(Point localization data)
☆ ☆ ☆ ☆
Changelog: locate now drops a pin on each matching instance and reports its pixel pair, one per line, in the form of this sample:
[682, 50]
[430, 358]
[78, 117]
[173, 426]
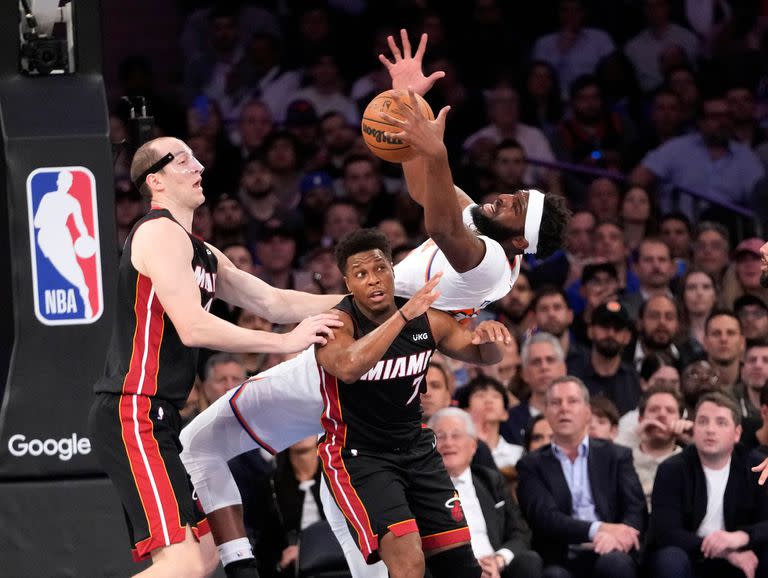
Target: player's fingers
[406, 43]
[422, 47]
[394, 48]
[385, 61]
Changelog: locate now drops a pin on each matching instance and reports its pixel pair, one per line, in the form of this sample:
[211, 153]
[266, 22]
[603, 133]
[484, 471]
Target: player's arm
[484, 345]
[349, 359]
[175, 286]
[276, 305]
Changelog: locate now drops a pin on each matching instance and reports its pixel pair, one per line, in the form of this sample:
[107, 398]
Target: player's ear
[519, 243]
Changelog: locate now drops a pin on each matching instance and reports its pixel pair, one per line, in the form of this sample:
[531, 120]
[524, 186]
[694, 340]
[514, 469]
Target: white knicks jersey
[461, 294]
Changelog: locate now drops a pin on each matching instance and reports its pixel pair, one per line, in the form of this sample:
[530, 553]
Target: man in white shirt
[501, 539]
[709, 517]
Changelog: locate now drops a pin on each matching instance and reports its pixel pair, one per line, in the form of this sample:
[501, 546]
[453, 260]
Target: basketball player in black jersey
[166, 282]
[380, 464]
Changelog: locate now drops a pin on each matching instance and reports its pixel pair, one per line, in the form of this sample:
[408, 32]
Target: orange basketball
[373, 126]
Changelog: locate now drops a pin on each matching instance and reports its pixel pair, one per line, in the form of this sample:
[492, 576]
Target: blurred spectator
[284, 503]
[660, 423]
[229, 220]
[326, 277]
[743, 276]
[364, 187]
[538, 433]
[724, 344]
[223, 371]
[710, 250]
[603, 370]
[501, 540]
[694, 528]
[552, 315]
[655, 269]
[603, 199]
[485, 399]
[262, 73]
[658, 325]
[698, 297]
[543, 361]
[439, 393]
[276, 252]
[677, 232]
[564, 267]
[341, 217]
[281, 152]
[504, 116]
[573, 50]
[599, 284]
[753, 314]
[604, 424]
[645, 49]
[255, 123]
[540, 103]
[654, 372]
[338, 138]
[706, 161]
[580, 490]
[697, 379]
[325, 87]
[637, 216]
[754, 374]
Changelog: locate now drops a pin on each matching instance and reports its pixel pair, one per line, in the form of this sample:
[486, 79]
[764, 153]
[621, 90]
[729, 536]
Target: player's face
[508, 210]
[371, 280]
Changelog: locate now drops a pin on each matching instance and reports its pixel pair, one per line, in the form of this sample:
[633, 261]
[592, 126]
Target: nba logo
[64, 242]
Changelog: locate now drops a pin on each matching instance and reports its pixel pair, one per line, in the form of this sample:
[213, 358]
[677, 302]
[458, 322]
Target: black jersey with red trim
[381, 410]
[146, 355]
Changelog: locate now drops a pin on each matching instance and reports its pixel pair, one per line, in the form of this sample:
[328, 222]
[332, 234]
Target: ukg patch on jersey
[64, 244]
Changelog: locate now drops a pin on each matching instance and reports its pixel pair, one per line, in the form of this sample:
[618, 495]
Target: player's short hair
[554, 221]
[359, 241]
[146, 156]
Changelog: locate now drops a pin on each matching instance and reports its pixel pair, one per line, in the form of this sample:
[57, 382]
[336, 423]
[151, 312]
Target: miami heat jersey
[382, 409]
[146, 355]
[461, 294]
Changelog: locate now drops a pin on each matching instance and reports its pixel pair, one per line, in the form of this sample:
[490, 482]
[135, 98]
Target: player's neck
[182, 214]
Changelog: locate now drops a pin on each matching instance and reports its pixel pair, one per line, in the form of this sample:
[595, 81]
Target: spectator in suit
[580, 491]
[710, 517]
[501, 540]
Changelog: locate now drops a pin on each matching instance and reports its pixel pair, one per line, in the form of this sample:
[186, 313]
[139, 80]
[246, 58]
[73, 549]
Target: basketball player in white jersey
[281, 406]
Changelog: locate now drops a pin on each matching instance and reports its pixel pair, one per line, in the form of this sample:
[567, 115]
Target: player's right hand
[406, 70]
[423, 298]
[314, 329]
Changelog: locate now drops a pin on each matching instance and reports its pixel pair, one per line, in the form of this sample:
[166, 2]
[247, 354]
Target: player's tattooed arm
[483, 345]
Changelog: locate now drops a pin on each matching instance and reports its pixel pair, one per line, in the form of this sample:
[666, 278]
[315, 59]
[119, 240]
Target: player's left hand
[406, 70]
[423, 135]
[491, 332]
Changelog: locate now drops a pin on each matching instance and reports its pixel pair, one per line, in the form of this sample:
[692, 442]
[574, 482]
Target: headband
[153, 169]
[533, 219]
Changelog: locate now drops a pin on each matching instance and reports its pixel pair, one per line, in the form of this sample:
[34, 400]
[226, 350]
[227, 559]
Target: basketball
[85, 246]
[373, 126]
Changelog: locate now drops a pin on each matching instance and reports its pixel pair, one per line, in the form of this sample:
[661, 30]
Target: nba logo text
[64, 243]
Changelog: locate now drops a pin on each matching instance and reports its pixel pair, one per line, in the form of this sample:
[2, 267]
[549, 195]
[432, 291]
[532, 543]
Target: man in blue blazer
[582, 497]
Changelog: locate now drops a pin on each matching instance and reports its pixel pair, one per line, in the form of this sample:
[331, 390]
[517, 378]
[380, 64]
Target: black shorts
[136, 440]
[399, 492]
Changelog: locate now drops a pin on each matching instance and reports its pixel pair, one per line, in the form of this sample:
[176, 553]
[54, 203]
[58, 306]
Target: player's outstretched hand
[315, 329]
[422, 299]
[423, 135]
[763, 468]
[406, 70]
[491, 332]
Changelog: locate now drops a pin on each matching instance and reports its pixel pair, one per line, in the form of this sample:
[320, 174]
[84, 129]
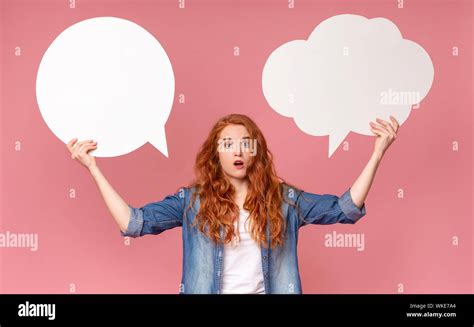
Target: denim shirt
[203, 259]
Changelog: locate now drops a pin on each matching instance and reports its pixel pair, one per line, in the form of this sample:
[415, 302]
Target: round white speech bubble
[109, 80]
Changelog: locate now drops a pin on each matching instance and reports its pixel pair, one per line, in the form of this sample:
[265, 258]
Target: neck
[240, 186]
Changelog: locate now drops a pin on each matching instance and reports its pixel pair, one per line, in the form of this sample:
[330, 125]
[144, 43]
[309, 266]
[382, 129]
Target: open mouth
[238, 163]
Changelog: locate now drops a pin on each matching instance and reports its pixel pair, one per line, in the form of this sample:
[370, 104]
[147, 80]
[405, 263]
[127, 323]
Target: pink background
[407, 241]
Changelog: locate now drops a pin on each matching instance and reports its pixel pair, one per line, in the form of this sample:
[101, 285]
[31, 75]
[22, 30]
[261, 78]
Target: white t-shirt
[242, 271]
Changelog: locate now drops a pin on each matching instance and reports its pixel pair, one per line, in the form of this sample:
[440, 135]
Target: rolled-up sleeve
[328, 209]
[156, 217]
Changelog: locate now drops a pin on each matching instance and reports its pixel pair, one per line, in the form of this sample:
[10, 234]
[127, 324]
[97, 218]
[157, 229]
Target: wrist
[93, 169]
[377, 155]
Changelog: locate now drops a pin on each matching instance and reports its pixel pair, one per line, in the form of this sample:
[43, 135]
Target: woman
[240, 220]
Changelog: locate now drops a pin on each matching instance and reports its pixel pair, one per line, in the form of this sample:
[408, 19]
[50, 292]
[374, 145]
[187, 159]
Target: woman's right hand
[79, 151]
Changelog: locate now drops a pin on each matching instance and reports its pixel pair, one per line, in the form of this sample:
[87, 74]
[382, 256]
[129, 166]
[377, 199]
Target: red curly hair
[264, 196]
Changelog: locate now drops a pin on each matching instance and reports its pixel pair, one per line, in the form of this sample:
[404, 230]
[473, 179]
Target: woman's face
[235, 149]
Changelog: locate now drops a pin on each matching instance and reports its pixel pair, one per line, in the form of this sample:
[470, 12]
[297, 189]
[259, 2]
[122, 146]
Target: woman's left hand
[386, 134]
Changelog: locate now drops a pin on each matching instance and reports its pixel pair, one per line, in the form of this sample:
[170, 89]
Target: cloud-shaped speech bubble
[109, 80]
[349, 71]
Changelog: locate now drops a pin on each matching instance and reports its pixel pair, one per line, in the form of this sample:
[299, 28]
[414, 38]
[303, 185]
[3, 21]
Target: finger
[379, 127]
[376, 132]
[71, 143]
[87, 148]
[78, 145]
[387, 125]
[395, 123]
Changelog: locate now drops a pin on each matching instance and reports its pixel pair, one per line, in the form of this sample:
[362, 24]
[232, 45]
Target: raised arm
☆ ☆ ☆ ☆
-- Problem --
Copy out exactly the lines from the one containing "Target: woman's right hand" through the last line above, keeping both end lines.

-- Solution to this exercise --
Target: woman's right hand
[79, 151]
Changelog: locate now drops a pin on each matching instance and reports its pixel pair, one per line, in the form of this sample:
[87, 74]
[382, 256]
[129, 166]
[377, 199]
Target: red curly hair
[264, 196]
Changelog: locate now drops a pin on each matching instance and reports its pixel pair, one per line, in the form of this sample:
[404, 230]
[473, 179]
Target: woman's face
[235, 149]
Changelog: locate now drops a pin on each matching instance and reports its pixel pair, one per line, in the form of this sample:
[470, 12]
[297, 189]
[259, 2]
[122, 146]
Target: woman's left hand
[386, 134]
Changelog: locate now drops a pin on each matching instance and reports its pixel pair, one per line, in the form of this sample:
[170, 89]
Target: cloud-shaped speech bubble
[109, 80]
[349, 71]
Changelog: locate now drops a pin on each matching instance and reports its pixel pair, one per line, in the form of this sample:
[299, 28]
[414, 38]
[303, 185]
[3, 21]
Target: finger
[379, 127]
[376, 132]
[71, 143]
[87, 148]
[78, 145]
[387, 125]
[395, 123]
Changelog: locate now drops a pin on each matching instance and reports its pixel pair, one per line, in the form of this sample:
[362, 24]
[232, 45]
Target: raised arm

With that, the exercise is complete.